• AIM OF THE EXERCISE: Restate every entry word for word.

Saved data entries
-- Opening Marker --

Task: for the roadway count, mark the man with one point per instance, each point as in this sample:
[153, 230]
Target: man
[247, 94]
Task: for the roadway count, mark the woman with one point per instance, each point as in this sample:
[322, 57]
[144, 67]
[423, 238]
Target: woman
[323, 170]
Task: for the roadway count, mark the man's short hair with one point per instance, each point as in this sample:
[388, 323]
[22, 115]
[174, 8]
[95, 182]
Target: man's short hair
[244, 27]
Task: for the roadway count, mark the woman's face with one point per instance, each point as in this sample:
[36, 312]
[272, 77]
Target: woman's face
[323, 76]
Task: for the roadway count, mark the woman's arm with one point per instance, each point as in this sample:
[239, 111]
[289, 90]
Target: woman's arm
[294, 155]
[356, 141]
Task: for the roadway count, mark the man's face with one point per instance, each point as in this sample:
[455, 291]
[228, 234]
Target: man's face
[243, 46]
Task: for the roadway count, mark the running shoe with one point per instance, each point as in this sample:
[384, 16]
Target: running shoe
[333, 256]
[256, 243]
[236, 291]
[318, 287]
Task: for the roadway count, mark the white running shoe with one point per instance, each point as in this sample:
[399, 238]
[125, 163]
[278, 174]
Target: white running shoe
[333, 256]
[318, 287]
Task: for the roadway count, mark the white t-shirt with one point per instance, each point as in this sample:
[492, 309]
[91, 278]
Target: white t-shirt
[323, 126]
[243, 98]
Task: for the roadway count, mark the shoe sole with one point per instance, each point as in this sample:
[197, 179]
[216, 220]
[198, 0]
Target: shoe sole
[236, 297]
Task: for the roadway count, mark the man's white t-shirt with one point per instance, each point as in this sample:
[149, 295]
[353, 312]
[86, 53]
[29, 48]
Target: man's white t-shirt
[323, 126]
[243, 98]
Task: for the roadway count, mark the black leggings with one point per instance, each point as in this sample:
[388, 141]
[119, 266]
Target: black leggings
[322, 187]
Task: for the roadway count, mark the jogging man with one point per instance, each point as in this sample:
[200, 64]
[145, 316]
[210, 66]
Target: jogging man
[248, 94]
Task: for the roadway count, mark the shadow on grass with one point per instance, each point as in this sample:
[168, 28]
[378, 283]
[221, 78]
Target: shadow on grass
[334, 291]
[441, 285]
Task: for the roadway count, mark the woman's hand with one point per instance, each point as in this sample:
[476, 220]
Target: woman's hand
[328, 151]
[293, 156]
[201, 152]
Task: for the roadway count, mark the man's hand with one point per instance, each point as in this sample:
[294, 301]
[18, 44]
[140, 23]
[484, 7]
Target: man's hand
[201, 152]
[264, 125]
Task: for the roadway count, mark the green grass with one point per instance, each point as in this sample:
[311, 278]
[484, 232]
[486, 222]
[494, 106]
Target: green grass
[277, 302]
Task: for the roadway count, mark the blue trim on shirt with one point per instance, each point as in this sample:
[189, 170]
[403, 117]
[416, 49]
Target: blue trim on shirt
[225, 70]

-- Closing Marker --

• FINISHED TASK:
Task: for the roadway count, mark the man with one point per instance, each point as in this sample:
[153, 230]
Target: man
[247, 94]
Task: for the roadway count, mark the woman with one point per instance, each point as in this sample:
[322, 57]
[144, 67]
[423, 238]
Target: woman
[323, 170]
Task: for the roadway count, mark the man's short hair with one point per instance, each point as in this sample:
[388, 323]
[22, 115]
[174, 8]
[95, 182]
Target: man's short hair
[244, 27]
Task: for the roadway count, mark the woman's face with one point per instance, each point as in this sample:
[36, 312]
[272, 77]
Target: woman's face
[323, 76]
Task: for the roadway count, mark the woman's arm with one point per instance, each point as in this sample:
[239, 111]
[289, 90]
Target: woman's arm
[294, 155]
[356, 141]
Task: for the roadway count, mark the man's face with one point per instance, each point as in this sample:
[455, 291]
[228, 234]
Target: man's face
[243, 46]
Task: for the roadway count, mark the running shoe with one point per instance, each point as in this sample:
[384, 16]
Target: running shoe
[333, 256]
[256, 243]
[236, 291]
[318, 287]
Task: for the roadway count, mark the white running shoe with one point per instance, each point as in this sample:
[399, 238]
[125, 163]
[278, 174]
Target: white running shoe
[333, 256]
[318, 287]
Task: for the roadway count, mark the white t-shirt with one point per instance, each point as in this sample:
[492, 309]
[91, 278]
Target: white t-shirt
[323, 126]
[243, 98]
Task: for the roadway count, mark the shoe sole with one point per instance, each point as in this sample:
[197, 179]
[216, 220]
[198, 0]
Target: shoe sole
[236, 297]
Task: for the roadway count, mark the man's white t-shirt with one point per instance, each point as in this sample:
[149, 295]
[353, 312]
[86, 53]
[29, 48]
Target: man's white t-shirt
[323, 126]
[243, 98]
Task: for the roadway count, mark the black leggings with one point per instance, each point as in this sample:
[388, 141]
[119, 266]
Target: black leggings
[322, 187]
Task: for the roadway count, mark the jogging man with one point per instance, each point as in this sample:
[200, 64]
[145, 316]
[210, 66]
Target: jogging man
[248, 94]
Task: for the roadway count, mark the shadow on grass with one point per instance, each point as in this sample:
[168, 28]
[378, 283]
[221, 78]
Target: shadow on grass
[334, 291]
[441, 285]
Task: for the roadway count, mark the woman's hand with one point per instance, each point as in this sample:
[476, 220]
Target: woman's hand
[328, 151]
[293, 156]
[201, 152]
Task: for the roadway count, mark the man's hand with one point per instance, each point as in this sample:
[294, 301]
[18, 44]
[140, 23]
[484, 7]
Target: man's hand
[201, 152]
[264, 125]
Task: for the roadway count, mark the green grass with one point per instance, each point as in this sample:
[311, 278]
[484, 232]
[486, 222]
[494, 106]
Target: green grass
[277, 302]
Task: for the roadway count, mark the blue trim on shirt with one point per instance, each point as in this sample:
[189, 170]
[403, 117]
[416, 49]
Target: blue trim on shirt
[225, 70]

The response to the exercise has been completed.